*Text provided*:
▼

Multi-Billion Dollar Investments injected in Moroccan Sahara

King Mohammed VI of Morocco who is currently touring the Moroccan Sahara provinces has launched several outstanding projects worth billions of dollars in the regions of Laâyoune-Boujdour-Sakia El Hamra; Dakhla-Oued Ed-Dahab; and Guelmim-Oued Noun.

The projects are part of the implementation of the new development model for the southern provinces announced by the King in November last year from the city of Laayoune which was hosting the official celebration of the 40th anniversary of the Green March.

The structuring projects including new road networks, airports, ports, social, medical, and educational facilities, as well as industrial plants and other job-generating units will lift up the whole region to a new and modern era and raise the living standards of the populations, although the living standards in the Sahara are already, as put by a US analyst, “higher than in the rest of Morocco.”

“Living standards in the Sahara are higher than in the rest of Morocco. Rather than simply exploit the region’s mineral wealth or its fisheries, the government now focuses on sustainable development, the tourism sector, other businesses, and education,” wrote Michael Rubin in a recent analysis published by the American Enterprise Institute (AEI.)

This was made possible thanks to the flow of investments and the momentum created by the structuring sustainable development projects initiated in the region.

Rubin, a resident scholar at the AEI who had previously worked as an official at the Pentagon, noted in his analysis that since the enthronement of King Mohammed VI in 1999, Moroccan stewardship of the Sahara provinces has “changed in both tone and reality.”

“Rather than rule the Sahara with an iron fist, he began to flood it with new investment,” he wrote.

And the new projects launched these days illustrate this sustained development- oriented policy which will help increase the overall local product, create some 120,000 jobs and consecrate the role of the southern provinces as a national and regional economic hub and as a gateway to the rest of Africa.

Besides, these projects, devised in the framework of Morocco’s advanced regionalization plan, will undoubtedly give a new impetus to the autonomy initiative proposed by Morocco to settle once and for all the Sahara conflict nurtured by Algeria’s hegemony ambitions in the region.

▲

*What you need to do*:
Answer these questions using the article on investments in the Moroccan Sahara.
(a) Which anniversary was being officially celebrated in Laayoune when the new development model for the southern provinces was announced?
(b) In what year was King Mohammed VI enthroned?
(c) About how many jobs are the new projects expected to create?

*Data for review*:

▼

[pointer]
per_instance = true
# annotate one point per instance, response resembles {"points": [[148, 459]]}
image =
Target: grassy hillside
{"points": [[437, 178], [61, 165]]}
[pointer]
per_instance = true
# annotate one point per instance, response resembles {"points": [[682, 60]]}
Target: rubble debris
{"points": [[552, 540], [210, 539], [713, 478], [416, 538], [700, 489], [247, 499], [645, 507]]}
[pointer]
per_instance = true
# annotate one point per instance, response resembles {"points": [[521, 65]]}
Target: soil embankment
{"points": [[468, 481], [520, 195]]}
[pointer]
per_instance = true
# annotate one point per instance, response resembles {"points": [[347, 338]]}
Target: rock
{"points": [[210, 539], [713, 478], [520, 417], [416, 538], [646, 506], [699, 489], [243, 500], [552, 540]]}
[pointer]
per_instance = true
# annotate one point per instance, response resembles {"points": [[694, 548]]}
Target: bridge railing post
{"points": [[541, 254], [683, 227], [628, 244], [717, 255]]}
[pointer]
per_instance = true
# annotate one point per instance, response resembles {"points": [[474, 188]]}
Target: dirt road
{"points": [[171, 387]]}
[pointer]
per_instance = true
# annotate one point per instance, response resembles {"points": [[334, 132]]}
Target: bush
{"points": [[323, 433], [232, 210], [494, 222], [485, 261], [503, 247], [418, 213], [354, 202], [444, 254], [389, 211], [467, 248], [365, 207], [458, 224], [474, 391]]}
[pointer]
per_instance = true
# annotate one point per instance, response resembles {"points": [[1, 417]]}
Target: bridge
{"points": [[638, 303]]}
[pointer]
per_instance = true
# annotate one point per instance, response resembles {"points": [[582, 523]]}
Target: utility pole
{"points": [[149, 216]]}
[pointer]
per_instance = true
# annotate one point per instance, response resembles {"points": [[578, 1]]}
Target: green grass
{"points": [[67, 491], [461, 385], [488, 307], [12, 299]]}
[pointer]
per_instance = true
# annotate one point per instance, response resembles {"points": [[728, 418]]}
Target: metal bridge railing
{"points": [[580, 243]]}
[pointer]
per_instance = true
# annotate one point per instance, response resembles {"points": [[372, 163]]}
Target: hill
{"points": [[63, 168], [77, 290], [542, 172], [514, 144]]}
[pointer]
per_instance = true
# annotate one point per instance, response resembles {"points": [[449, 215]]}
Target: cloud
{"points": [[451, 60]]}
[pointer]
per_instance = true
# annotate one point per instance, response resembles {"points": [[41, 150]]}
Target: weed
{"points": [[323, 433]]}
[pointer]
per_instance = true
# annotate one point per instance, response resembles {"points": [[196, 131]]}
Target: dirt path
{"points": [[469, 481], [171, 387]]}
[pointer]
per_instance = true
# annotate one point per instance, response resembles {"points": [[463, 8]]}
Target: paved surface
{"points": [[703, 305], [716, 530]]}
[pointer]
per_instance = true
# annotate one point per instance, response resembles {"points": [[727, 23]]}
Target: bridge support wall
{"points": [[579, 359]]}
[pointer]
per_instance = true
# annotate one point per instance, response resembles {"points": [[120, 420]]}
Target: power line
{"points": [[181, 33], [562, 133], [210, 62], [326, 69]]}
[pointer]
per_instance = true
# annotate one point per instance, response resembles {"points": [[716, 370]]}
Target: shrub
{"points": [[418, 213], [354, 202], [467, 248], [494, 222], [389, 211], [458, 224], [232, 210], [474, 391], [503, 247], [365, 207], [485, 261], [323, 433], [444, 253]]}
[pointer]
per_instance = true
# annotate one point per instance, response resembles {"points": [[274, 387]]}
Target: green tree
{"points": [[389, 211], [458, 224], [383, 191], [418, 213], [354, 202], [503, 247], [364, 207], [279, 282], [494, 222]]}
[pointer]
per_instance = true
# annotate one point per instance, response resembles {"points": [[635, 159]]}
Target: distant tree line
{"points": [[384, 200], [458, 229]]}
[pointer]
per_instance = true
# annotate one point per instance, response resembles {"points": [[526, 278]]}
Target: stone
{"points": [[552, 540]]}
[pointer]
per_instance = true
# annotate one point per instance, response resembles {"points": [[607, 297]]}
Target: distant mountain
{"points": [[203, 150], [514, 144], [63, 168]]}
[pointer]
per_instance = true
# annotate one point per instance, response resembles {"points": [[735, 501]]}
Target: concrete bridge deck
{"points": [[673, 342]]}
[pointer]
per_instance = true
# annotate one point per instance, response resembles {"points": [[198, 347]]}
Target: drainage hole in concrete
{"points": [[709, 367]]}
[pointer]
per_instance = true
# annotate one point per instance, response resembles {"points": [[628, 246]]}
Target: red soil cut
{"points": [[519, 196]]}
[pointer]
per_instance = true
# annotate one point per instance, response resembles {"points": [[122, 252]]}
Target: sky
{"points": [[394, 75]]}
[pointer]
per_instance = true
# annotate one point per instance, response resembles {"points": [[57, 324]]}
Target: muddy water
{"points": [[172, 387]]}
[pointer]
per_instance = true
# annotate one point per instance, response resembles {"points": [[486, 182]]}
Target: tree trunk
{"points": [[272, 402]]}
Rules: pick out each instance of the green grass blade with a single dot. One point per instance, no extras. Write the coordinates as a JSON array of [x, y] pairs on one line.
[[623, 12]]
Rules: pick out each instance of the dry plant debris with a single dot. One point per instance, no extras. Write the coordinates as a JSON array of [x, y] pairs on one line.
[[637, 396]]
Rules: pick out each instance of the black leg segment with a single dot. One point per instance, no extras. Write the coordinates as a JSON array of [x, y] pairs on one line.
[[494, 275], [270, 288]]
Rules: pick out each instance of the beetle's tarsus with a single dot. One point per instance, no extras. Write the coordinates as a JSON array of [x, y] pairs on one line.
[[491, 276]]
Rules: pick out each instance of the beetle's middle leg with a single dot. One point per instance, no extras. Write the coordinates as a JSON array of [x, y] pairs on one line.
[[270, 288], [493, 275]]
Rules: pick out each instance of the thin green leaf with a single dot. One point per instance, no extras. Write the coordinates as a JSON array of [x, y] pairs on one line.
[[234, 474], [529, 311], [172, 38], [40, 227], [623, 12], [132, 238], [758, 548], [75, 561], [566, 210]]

▲

*Result of this task*:
(a) The 40th anniversary of the Green March.
(b) 1999.
(c) Some 120,000 jobs.